## TEXTE FOURNI
▬▬▬▬▬▬▬▬▬▬

PAR QUELS CHEMINS LA PETITE FILLE DEVIENT FEMME ET MÈRE À LA FOIS ?
Pour commencer une assertion de Samuel Beckett qui est dirais-je un défi lancé aux psychanalystes et particulièrement à mon équipe et moi-même dont le fil rouge depuis plusieurs années est l’écoute. Je vous la livre : Se taire et écouter, pas un être sur cent n’en est capable, ne conçoit même ce que cela signifie. – Samuel Beckett
Il faut bien le dire, malgré l’expérience avérée, des points noirs persistent. Mais pas seulement. D’autres éléments sont à prendre en compte.
Suivre les chemins par lesquels la petite fille devient femme et souvent mère met au cœur du débat plusieurs couples d’opposés : le masculin et le féminin, la mère et l’infans, le sexuel et le maternel. C‘est dire si les rejetons des relations précoces mère enfant seront multiples et nombreux. Et que la fillette les trouvera au cours de sa construction de femme et de mère quand elle le devient.
Nous avons tenté de les débusquer.

▬▬▬▬▬▬▬▬▬▬

## LIGNES ENREGISTRÉES
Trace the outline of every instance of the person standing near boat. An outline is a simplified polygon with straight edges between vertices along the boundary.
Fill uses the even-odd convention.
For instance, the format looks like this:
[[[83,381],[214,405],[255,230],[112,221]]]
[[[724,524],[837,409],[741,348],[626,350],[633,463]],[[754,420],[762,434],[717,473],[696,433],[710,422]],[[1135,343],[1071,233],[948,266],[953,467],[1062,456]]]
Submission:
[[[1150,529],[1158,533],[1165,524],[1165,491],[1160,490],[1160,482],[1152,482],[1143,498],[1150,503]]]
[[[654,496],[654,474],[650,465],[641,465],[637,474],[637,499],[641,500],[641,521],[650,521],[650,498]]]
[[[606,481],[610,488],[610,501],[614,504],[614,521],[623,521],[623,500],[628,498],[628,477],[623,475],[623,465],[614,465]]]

▬▬▬▬▬▬▬▬▬▬

## CONSIGNE
Prolongez le texte sur la manière dont la petite fille devient femme et mère, en reprenant juste après « Nous avons tenté de les débusquer. » Les données sont issues d'une autre source.

## RÉPONSE À L'EXERCICE
Déjà, quand Freud soutient que la libido est de façon régulière masculine (-1905- Trois essais sur la théorie sexuelle – NRF, p.161) et demande de reconnaître qu’au stade phallique, « la petite fille est un petit homme » (1915- Nlles conférences- NRF, p.158) on est désorienté. Et même si on reconnaît avec lui, qu’au stade anal la petite fille ne témoigne pas moins d’agressivité que le petit garçon, il est observable que, très tôt, elle se distingue de lui. Mais selon sa théorie phallocentrique Freud développe l’idée que garçon et fille traversent de la même manière les premiers stades de la libido. Le clitoris bien que plus petit, sert à la fille d’équivalent du pénis et le vagin, qui la spécifie, n’est encore découvert ni par elle ni par le garçon.
Vous le savez, ces théories freudiennes sur la sexualité féminine ont donné naissance à deux courants opposés : celui qui croit au vagin et celui qui n’y croit pas.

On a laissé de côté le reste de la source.